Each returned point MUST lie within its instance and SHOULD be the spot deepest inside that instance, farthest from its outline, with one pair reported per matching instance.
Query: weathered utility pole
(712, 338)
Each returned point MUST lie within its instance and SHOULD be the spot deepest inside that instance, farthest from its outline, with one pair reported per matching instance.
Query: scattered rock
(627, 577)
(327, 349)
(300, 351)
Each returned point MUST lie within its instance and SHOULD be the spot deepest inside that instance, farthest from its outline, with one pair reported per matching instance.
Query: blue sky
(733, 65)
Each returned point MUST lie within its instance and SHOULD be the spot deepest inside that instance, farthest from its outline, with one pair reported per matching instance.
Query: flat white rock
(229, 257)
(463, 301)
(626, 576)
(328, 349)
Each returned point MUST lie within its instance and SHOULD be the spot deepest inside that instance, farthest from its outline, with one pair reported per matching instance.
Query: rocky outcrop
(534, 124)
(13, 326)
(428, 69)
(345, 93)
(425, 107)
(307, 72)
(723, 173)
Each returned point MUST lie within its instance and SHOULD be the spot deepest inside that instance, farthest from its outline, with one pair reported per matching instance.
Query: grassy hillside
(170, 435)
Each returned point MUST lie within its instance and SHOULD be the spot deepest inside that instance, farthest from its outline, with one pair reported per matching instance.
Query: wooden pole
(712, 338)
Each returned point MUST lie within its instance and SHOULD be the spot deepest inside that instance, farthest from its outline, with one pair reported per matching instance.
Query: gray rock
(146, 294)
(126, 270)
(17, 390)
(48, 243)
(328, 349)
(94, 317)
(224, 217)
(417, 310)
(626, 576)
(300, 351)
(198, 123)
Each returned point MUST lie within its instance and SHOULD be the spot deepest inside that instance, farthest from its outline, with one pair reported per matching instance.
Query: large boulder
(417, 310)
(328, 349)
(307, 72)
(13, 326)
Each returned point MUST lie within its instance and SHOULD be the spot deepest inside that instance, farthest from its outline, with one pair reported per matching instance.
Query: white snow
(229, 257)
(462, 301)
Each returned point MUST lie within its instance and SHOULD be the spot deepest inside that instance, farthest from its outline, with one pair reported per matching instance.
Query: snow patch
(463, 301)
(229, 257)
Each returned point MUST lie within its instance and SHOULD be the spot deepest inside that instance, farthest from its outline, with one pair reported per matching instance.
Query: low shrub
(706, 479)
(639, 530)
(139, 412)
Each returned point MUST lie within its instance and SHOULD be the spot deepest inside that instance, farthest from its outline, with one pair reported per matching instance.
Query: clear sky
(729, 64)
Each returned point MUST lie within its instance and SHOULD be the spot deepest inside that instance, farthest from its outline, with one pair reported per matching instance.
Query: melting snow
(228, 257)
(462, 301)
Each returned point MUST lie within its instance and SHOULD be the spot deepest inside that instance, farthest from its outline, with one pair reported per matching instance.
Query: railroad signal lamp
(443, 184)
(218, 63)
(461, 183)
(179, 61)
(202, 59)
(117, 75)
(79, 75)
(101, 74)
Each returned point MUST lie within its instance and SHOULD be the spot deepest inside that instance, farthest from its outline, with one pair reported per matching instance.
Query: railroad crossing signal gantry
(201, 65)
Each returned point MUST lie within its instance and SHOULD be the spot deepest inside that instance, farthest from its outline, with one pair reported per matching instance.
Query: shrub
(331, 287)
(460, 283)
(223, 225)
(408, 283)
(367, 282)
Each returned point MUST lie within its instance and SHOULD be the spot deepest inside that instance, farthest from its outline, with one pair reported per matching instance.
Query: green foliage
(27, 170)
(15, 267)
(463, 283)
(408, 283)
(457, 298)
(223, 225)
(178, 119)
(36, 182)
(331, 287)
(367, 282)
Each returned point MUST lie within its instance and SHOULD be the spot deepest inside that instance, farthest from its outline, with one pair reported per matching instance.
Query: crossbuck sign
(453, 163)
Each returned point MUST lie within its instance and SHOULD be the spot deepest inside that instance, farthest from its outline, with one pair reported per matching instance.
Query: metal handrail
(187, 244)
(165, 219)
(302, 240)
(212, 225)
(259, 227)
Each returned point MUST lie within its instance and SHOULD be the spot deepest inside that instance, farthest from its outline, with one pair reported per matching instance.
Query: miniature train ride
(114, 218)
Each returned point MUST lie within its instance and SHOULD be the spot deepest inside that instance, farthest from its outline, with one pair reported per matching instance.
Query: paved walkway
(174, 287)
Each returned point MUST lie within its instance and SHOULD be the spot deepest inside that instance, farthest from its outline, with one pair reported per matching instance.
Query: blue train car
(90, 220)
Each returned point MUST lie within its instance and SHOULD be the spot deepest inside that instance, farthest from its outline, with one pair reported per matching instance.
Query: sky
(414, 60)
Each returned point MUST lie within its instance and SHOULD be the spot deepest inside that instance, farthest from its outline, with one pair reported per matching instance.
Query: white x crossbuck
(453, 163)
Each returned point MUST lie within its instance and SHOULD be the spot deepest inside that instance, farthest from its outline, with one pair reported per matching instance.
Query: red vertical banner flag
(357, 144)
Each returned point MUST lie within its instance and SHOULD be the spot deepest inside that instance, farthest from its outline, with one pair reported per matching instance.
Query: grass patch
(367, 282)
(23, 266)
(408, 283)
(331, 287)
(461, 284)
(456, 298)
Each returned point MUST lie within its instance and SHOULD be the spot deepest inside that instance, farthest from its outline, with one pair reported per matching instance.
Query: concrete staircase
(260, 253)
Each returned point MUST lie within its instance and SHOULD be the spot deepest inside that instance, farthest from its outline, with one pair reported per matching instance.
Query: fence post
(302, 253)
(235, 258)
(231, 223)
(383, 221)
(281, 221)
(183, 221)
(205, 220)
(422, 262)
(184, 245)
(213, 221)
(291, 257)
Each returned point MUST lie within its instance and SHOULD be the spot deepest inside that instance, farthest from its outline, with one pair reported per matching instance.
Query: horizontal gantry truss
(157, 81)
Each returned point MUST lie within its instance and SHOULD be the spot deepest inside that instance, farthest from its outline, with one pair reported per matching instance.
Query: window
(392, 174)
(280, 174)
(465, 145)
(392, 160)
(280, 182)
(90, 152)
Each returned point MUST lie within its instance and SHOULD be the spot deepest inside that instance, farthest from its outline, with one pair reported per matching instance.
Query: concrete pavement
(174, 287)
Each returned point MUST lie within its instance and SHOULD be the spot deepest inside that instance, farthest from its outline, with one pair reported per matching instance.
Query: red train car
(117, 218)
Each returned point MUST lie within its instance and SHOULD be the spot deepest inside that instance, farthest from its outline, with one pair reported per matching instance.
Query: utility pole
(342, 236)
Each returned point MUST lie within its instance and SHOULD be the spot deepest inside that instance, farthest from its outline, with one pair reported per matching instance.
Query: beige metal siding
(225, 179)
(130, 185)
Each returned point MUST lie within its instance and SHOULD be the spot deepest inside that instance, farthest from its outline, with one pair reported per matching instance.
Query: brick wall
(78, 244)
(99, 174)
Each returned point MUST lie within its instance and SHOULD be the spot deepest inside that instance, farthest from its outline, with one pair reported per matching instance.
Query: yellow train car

» Try it
Set the data above down again in full, exactly as it reads.

» Completed task
Each returned point MUST lie within its instance and SHOULD be the spot deepest inside that instance, farthest from its outline, with one pair reported per matching instance.
Query: weathered utility pole
(712, 338)
Each returned point MUST lie within its instance and SHOULD be the spot deepest inside that instance, farthest from its outline, with one pair reported per matching instance.
Query: scattered rock
(627, 577)
(327, 349)
(300, 351)
Each returned point MUST lie within its instance and SHOULD be the spot deepest inside that instance, farthest from its outline, with one pair reported per matching instance.
Query: blue sky
(733, 65)
Each returned point MUST lie within its instance and SHOULD be the spot deepest inside that instance, farthest from its outline, with one pair reported per matching instance.
Query: flat white rock
(229, 257)
(463, 301)
(626, 576)
(328, 349)
Each returned point MUST lie within its instance and SHOULD be the spot deepest inside that instance, farthest from its outline, with one pair reported per matching instance.
Query: rocky outcrop
(534, 124)
(13, 326)
(428, 69)
(345, 93)
(425, 107)
(307, 72)
(723, 173)
Each returned point MUST lie within its instance and SHOULD be the spot deepest inside that instance, farthest from its outline, with one pair reported per matching instance.
Query: grassy hillside
(170, 435)
Each returned point MUST lie within its instance and SHOULD be the spot deepest inside that instance, farthest from its outline, with one pair reported per matching instance.
Query: wooden pole
(712, 338)
Each returned point MUST lie within its instance and SHOULD be the spot deepest inside that instance, farthest from its outline, with one pair reported per matching instance.
Query: gray rock
(146, 294)
(126, 270)
(17, 390)
(48, 243)
(328, 349)
(94, 317)
(224, 217)
(417, 310)
(626, 576)
(300, 351)
(198, 123)
Each returned point MUST lie within its instance and SHOULD be the spot deepest inside that instance, farthest from its outline, with one pair reported per matching instance.
Query: large boulder
(417, 310)
(328, 349)
(307, 72)
(13, 326)
Each returned point MUST lie within its instance and SHOULD be the spot deepest inside that instance, farthest from its outline, with one pair reported per matching instance.
Query: white snow
(229, 257)
(462, 301)
Each returned point MUST lie within its instance and SHOULD be the spot deepest inside that instance, farthest from its outline, with one pair reported per matching instance.
Query: snow patch
(463, 301)
(229, 257)
Each returned point MUST lie within its instance and SHOULD be the spot deepest inside that instance, farthest from its outline, with one pair reported per matching instance.
Query: low shrub
(706, 479)
(639, 530)
(139, 412)
Each returned point MUST lie within its instance and SHOULD be the spot deepest inside that instance, farthest from its outline, with one pair reported per matching instance.
Query: clear sky
(729, 64)
Each returned point MUST lie within its instance and SHOULD be the spot deepest inside that instance, farthest from its outline, with one pair reported per matching instance.
Query: melting snow
(228, 257)
(462, 301)
Each returned point MUST lie within its instance and SHOULD be the spot deepest inside that instance, farthest from its outline, with one pair reported per matching instance.
Query: railroad signal lamp
(443, 184)
(218, 63)
(461, 183)
(179, 61)
(202, 59)
(117, 75)
(79, 75)
(101, 74)
Each returned point MUST lie within its instance and SHOULD be the spot deepest inside that instance, farthest from its outline, with one pair reported per matching instance.
Query: railroad crossing signal gantry
(201, 65)
Each returned point MUST lie within its instance and SHOULD be the spot deepest inside that instance, farthest from its outline, with one pair reported per matching instance.
Query: shrub
(331, 287)
(460, 283)
(223, 225)
(408, 283)
(367, 282)
Each returned point MUST lie within its instance and SHOULD be the spot deepest inside that instance, farthest from its outline, with one pair reported per matching instance.
Query: green foliage
(27, 170)
(15, 267)
(463, 283)
(408, 283)
(457, 298)
(223, 225)
(178, 119)
(36, 182)
(331, 287)
(367, 282)
Each returned point MUST lie within its instance and SHOULD be the spot deepest inside that instance, farthest from its outline, with one pair reported per matching instance.
Query: crossbuck sign
(453, 163)
Each returned point MUST lie within its instance and SHOULD be the spot deepest inside that instance, farthest from its outline, with one pair reported per matching instance.
Query: metal handrail
(187, 244)
(165, 219)
(302, 240)
(212, 225)
(259, 227)
Each returned point MUST lie within its instance and SHOULD be the spot deepest inside that instance, farthest from its outline, with one pair reported per matching instance.
Query: miniature train ride
(114, 218)
Each returned point MUST lie within its instance and SHOULD be the spot deepest inside that instance, farthest from its outline, with one pair reported per matching instance.
Query: paved walkway
(174, 287)
Each returned point MUST lie within its instance and SHOULD be the spot deepest inside that instance, farthest from its outline, with one pair reported per matching instance.
Query: blue train car
(90, 220)
Each returned point MUST lie within its instance and SHOULD be the spot deepest inside that instance, farthest from its outline, with one pair reported per matching instance.
Query: sky
(414, 60)
Each returned point MUST lie within its instance and SHOULD be the spot deepest inside that instance, farthest from its outline, with one pair reported per matching instance.
Query: white x crossbuck
(453, 163)
Each returned point MUST lie within its instance and SHOULD be the spot deepest inside that instance, farthest from its outline, with one pair reported per matching instance.
Query: red vertical banner flag
(357, 144)
Each returned point MUST lie within its instance and SHOULD be the spot deepest inside that instance, farthest from its outline, with one pair reported per matching instance.
Query: grass patch
(367, 282)
(23, 266)
(408, 283)
(331, 287)
(461, 284)
(456, 298)
Each returned point MUST lie within its instance and SHOULD be the spot deepest inside that instance, farthest from its outline, with one pair reported per matching instance.
Query: concrete staircase
(260, 253)
Each returned point MUST lie within its instance and SHOULD be the spot deepest inside that instance, farthest from its outline, with one pair reported per matching instance.
Query: fence post
(302, 253)
(235, 258)
(231, 223)
(383, 221)
(281, 221)
(183, 221)
(205, 220)
(422, 262)
(184, 245)
(213, 221)
(291, 257)
Each returned point MUST lie within its instance and SHOULD be the spot deepest inside that instance, farthest from its outline, with one pair reported per matching instance.
Query: horizontal gantry truss
(157, 81)
Each returned point MUST lie within its instance and SHOULD be the spot deepest inside that instance, farthest from its outline, with one pair reported per matching instance.
Query: window
(392, 174)
(280, 174)
(465, 145)
(392, 160)
(280, 182)
(90, 152)
Each returned point MUST lie within its instance and SHOULD be the spot deepest inside that instance, farthest from its outline, with one pair reported per matching instance.
Query: concrete pavement
(174, 287)
Each returned point MUST lie within its instance and SHOULD be the spot deepest inside that instance, farthest from its outline, with one pair reported per matching instance.
Query: red train car
(117, 218)
Each returned point MUST lie within its instance and SHOULD be the spot deepest inside that instance, farthest from its outline, with one pair reported per matching instance.
Query: utility pole
(342, 236)
Each returned point MUST lie within its instance and SHOULD be the spot deepest inside that instance, farthest from its outline, with one pair reported per matching instance.
Query: beige metal siding
(225, 179)
(130, 185)
Each returned point MUST lie within its instance and SHOULD be the spot deepest inside that instance, farthest from its outline, with one pair reported per matching instance.
Query: brick wall
(78, 244)
(99, 174)
Each returned point MUST lie within its instance and SHOULD be the spot deepest inside that instance, farthest from its outline, with one pair reported per matching instance.
Query: yellow train car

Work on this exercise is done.